> WORK INSTRUCTION: Lines before the one containing "Target: orange pumpkin" are to be left out; that line and every line after it, through the last line below, are to be reproduced exactly.
════
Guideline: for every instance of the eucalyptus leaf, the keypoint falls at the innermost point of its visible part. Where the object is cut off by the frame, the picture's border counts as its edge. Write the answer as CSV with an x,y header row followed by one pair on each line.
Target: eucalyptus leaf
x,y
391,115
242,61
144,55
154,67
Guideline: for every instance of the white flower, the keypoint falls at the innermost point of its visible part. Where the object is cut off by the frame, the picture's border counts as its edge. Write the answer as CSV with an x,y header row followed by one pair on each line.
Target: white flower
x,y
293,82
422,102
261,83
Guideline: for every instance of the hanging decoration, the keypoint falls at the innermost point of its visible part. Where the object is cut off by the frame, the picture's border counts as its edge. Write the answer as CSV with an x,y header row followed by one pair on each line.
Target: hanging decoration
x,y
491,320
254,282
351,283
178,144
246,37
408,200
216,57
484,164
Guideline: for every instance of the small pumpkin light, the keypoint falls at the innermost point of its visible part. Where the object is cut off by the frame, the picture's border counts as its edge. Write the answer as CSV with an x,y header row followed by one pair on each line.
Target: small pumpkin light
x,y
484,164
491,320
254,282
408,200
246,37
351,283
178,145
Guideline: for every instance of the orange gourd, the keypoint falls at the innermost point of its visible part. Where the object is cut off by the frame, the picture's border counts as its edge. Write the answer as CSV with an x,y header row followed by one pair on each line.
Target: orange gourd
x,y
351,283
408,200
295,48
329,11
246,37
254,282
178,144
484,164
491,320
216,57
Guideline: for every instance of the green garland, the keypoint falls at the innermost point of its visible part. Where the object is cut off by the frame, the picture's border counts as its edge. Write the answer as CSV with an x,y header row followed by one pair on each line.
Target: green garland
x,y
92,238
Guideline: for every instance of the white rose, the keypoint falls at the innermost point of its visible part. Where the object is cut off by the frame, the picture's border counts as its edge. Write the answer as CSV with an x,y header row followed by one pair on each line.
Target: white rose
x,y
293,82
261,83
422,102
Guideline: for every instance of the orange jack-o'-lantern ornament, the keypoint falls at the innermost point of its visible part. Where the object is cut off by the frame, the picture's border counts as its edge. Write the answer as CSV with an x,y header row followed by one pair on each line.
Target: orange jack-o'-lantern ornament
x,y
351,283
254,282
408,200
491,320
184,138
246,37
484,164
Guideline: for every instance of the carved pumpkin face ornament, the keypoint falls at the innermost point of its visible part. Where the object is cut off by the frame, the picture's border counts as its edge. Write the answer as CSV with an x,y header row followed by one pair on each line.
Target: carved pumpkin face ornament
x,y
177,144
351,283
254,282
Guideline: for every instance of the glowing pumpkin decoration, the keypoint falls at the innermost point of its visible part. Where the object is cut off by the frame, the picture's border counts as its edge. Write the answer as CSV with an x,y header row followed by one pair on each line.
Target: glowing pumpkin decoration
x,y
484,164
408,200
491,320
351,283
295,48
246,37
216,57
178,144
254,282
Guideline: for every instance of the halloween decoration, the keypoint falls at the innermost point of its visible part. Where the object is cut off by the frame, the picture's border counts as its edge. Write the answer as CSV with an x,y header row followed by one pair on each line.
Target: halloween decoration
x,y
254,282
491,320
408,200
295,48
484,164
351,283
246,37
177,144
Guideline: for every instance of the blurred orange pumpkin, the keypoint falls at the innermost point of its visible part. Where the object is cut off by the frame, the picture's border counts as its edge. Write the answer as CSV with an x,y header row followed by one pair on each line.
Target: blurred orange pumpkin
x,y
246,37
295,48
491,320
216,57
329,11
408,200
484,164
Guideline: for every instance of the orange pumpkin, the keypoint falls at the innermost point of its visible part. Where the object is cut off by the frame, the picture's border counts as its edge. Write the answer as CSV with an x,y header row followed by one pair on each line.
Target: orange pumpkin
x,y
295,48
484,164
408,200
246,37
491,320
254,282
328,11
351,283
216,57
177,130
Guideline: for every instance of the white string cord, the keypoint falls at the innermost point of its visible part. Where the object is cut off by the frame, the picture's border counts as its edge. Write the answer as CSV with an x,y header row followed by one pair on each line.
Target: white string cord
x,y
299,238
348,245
════
> OUTPUT OF THE EXERCISE:
Target: orange pumpkin
x,y
295,48
484,164
408,200
246,37
491,320
254,282
328,11
351,283
216,57
177,130
Guideline: for every instance of the white string cord, the keypoint falls at the innermost point of its visible part. Where the object is cut off by the frame, the picture's border counts as its edge. Write the answer as CSV with an x,y header row followed by one pair on each line.
Target: white string cord
x,y
299,238
348,245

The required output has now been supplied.